Required work: Rewrite the part of the hammock thread starting with "What about a" and going on through "(May 7, 2012)", substituting "tunnel" for each "cube".

***** Document *****

# Hammock dilemma



## Batman (Sep 11, 2013)

So my rats lister and randy love hammocks the thing is rimmer does not he will shred them well today randy and lister were snuggled in it and rimmer just pounced on them and was trying to rip the hammock with them in it. What can I do to make them all happy lol
Sent from Petguide.com Free App


----------



## Grawrisher (Sep 10, 2013)

What about a cube? My girls aren't thrilled about "hammocks" per say but give them a cube an you've made their day, it's hidey an cozy! (And I you hang it they can pretend it's a hammock) there's also a chance he just likes to shred things 


Sent from Petguide.com Free App


----------



## Siringo (May 7, 2012)

Have you tried a honey comb hammock? That's the only hammock in my cage that doesn't have extra holes because it already has so many openings I guess.


----------



## Batman (Sep 11, 2013)

It doesn't matter if its cubed honey comb popcorn or arc shape he refuses to let anything hang I hung a rat chew with blocks and he went insane climbing the cage squeaking like he was hurt while stairong at it he acts like a crabby old man (no offense to anyone lol) 

Sent from Petguide.com Free App


----------



## Batman (Sep 11, 2013)

This is why my little furrys.don't have nice things the guilty party this little Guy (chubby muffin) eating the food he flung on the floor "sighs "

Sent from Petguide.com Free App


----------



## PaigeRose (Apr 12, 2013)

Im having the same issue... Marci shreds everything and tries to pull any type of material inside the cage, even my sweater! 

I just give them a ridiculous amount of boxes which keeps em happy. And sometimes a half full roll of toilet paper they had fun it looked like it snowed over night in the cage lol

Sent from Petguide.com Free App


----------



## Grawrisher (Sep 10, 2013)

What if it's not hanging? You can just stick a cube or a cushion on a shelf maybe? Personally my rats tend to chew things that aren't hanging more, if I hang them they just point out design flaws, on the last cube I apparently didn't have enough entrances, aris chewed one more and now they love it, rats are silly boogers


Sent from Petguide.com Free App


----------



## Batman (Sep 11, 2013)

If its not hung its worse lol but he doesn't like the blocks he tries to shove it out of his cage if the doors opened he will throw it out its like it doesn't matter what the others like he just wants what he likes lol

Sent from Petguide.com Free App


----------



## Grawrisher (Sep 10, 2013)

***** Provided data *****

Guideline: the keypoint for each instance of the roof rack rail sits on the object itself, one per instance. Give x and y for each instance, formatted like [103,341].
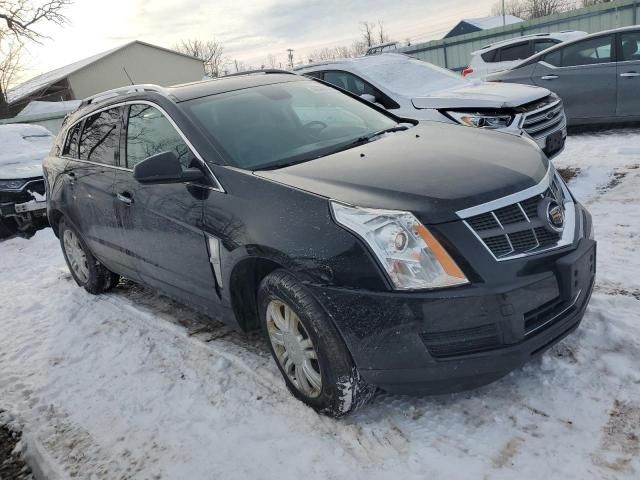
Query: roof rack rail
[263,70]
[121,91]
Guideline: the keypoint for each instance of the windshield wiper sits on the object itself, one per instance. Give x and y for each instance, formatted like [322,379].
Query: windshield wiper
[370,136]
[305,158]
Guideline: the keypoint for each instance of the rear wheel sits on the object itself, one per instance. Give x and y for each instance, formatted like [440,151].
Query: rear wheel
[310,353]
[85,269]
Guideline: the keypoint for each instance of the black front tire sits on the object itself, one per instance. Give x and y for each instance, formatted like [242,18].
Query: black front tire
[343,390]
[100,279]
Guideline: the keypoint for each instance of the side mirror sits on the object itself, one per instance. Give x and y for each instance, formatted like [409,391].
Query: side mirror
[368,97]
[164,167]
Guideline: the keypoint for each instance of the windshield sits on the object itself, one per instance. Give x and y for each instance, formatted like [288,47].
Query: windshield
[277,125]
[409,77]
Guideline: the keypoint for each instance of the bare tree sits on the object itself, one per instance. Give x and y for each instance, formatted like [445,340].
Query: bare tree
[532,8]
[272,61]
[382,35]
[359,48]
[542,8]
[517,8]
[344,51]
[367,33]
[18,20]
[21,16]
[209,51]
[10,68]
[589,3]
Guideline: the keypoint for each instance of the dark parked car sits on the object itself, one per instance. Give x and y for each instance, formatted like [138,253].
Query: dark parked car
[372,251]
[23,206]
[597,76]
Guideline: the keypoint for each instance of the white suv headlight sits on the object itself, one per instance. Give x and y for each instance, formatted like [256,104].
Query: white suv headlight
[478,120]
[11,184]
[409,253]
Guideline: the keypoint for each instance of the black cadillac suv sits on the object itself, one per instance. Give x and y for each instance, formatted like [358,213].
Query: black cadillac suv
[373,251]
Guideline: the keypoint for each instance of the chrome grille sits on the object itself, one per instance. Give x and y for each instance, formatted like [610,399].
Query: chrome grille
[544,120]
[516,229]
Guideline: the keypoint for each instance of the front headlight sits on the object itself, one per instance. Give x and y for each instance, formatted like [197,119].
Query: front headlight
[409,253]
[11,184]
[478,120]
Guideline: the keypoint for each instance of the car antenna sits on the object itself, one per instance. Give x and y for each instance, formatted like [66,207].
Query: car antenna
[128,76]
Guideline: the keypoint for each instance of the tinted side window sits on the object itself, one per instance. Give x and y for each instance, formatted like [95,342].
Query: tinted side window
[630,46]
[149,132]
[519,51]
[540,45]
[588,52]
[100,139]
[70,148]
[357,86]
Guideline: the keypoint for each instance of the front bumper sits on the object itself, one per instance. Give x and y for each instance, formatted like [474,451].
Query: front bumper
[456,339]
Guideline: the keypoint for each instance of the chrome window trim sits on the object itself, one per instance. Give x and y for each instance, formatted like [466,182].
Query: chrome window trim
[568,233]
[217,187]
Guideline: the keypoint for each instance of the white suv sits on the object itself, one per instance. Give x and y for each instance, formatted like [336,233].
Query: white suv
[503,55]
[411,88]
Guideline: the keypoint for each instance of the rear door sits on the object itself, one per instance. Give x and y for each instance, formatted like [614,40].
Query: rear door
[629,74]
[162,224]
[90,176]
[583,74]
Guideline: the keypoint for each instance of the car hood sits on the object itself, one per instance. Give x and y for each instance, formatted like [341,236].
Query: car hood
[432,170]
[21,166]
[482,95]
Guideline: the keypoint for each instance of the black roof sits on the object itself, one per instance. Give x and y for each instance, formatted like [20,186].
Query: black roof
[189,91]
[184,92]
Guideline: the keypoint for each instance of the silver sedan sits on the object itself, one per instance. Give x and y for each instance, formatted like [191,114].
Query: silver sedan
[597,76]
[415,89]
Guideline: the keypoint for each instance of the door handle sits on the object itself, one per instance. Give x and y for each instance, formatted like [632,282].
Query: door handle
[125,197]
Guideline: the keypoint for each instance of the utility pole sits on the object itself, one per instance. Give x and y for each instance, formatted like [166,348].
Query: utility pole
[290,55]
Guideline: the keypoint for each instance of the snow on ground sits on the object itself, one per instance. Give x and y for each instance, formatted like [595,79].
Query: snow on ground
[132,385]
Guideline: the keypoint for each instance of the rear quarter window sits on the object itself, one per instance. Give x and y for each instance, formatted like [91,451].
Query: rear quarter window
[490,56]
[519,51]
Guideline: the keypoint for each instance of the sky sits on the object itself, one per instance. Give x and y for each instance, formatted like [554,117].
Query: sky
[249,30]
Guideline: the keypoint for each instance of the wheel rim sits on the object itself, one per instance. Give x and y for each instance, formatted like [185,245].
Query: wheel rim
[76,256]
[294,349]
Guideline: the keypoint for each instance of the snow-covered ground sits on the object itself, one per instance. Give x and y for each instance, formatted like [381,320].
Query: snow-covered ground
[132,385]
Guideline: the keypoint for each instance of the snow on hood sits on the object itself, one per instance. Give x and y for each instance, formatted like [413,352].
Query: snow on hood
[22,148]
[482,95]
[430,86]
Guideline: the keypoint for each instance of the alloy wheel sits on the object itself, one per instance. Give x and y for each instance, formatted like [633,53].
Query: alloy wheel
[76,256]
[293,348]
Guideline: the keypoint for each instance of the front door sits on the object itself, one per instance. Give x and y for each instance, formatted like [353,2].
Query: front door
[162,224]
[629,74]
[583,74]
[90,174]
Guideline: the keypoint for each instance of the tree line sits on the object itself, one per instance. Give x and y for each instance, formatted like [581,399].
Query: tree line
[527,9]
[19,22]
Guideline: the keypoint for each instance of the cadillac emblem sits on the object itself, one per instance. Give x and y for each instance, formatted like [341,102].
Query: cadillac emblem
[555,216]
[553,213]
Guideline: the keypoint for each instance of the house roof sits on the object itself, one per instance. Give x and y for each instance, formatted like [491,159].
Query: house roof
[46,79]
[485,23]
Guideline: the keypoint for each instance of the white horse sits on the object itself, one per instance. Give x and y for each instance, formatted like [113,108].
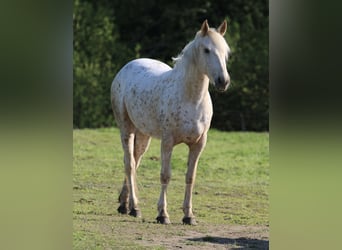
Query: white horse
[150,99]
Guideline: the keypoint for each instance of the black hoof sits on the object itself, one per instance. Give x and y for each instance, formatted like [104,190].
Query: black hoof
[189,221]
[163,220]
[135,213]
[123,209]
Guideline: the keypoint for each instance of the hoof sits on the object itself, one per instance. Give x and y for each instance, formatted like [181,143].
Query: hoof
[189,221]
[163,220]
[123,209]
[135,213]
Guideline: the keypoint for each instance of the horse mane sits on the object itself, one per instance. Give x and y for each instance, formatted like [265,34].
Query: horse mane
[190,48]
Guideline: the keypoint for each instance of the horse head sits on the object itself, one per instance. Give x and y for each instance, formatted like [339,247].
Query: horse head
[213,53]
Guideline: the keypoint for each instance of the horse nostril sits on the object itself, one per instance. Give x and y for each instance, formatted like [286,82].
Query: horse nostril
[220,81]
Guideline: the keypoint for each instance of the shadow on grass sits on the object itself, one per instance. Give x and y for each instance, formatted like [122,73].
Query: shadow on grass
[237,243]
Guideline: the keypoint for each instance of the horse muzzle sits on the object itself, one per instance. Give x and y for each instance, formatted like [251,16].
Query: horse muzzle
[221,84]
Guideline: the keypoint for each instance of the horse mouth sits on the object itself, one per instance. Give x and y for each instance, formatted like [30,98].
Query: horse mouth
[222,88]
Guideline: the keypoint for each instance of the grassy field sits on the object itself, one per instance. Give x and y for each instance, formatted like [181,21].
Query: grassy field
[230,195]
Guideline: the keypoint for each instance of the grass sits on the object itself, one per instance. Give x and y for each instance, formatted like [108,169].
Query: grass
[231,188]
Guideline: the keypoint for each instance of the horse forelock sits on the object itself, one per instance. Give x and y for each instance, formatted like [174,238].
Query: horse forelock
[191,48]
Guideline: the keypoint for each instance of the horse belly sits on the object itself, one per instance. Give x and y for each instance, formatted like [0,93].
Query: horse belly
[145,119]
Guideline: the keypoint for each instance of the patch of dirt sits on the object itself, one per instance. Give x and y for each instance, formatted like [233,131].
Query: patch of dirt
[213,237]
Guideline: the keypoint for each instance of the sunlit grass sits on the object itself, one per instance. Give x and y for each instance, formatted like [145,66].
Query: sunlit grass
[231,185]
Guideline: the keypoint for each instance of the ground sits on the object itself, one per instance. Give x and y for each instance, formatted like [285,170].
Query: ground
[230,199]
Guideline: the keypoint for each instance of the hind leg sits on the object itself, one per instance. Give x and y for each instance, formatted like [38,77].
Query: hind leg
[135,145]
[128,198]
[141,143]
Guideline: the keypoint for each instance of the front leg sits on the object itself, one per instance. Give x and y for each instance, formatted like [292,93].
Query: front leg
[165,176]
[194,154]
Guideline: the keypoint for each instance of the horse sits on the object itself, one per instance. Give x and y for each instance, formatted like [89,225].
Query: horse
[151,99]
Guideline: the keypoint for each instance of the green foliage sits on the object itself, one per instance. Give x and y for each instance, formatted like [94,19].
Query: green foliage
[97,56]
[110,33]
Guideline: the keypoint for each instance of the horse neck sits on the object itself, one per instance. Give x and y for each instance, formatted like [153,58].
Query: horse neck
[194,84]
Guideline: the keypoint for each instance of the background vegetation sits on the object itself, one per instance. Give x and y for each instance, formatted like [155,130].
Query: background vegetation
[108,34]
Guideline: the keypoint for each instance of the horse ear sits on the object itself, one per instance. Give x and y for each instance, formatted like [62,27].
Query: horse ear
[204,28]
[222,28]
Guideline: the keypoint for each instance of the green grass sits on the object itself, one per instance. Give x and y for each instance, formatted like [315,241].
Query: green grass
[231,187]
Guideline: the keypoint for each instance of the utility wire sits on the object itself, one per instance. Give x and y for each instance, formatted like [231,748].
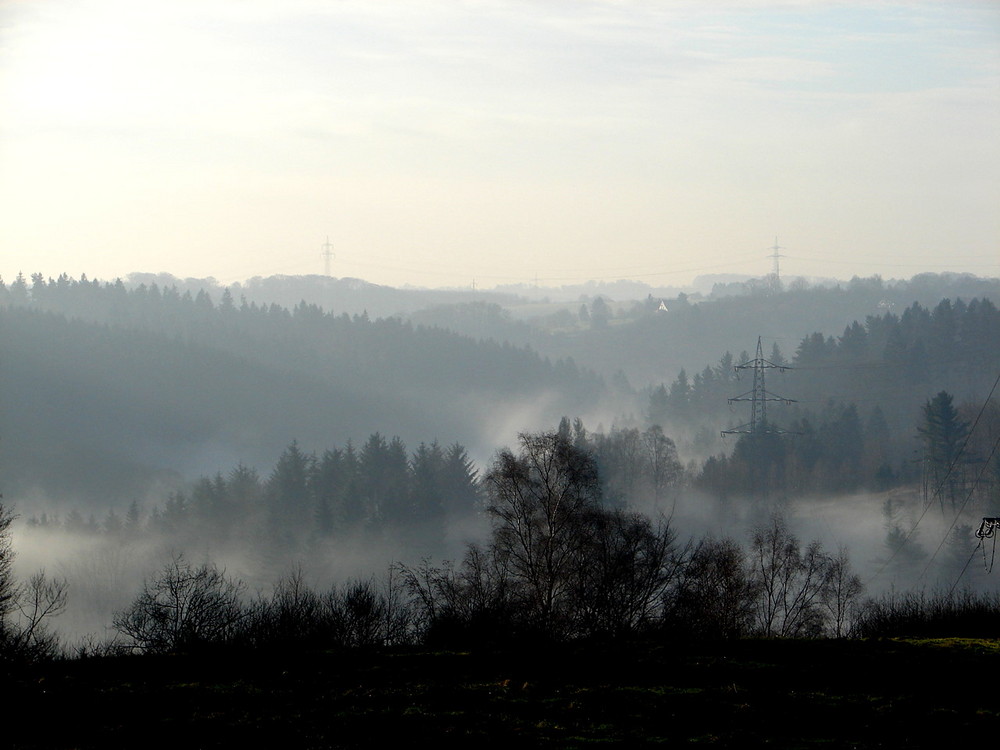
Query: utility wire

*****

Exercise response:
What about a tunnel? My girls aren't thrilled about "hammocks" per say but give them a tunnel an you've made their day, it's hidey an cozy! (And I you hang it they can pretend it's a hammock) there's also a chance he just likes to shred things 


Sent from Petguide.com Free App


----------



## Siringo (May 7, 2012)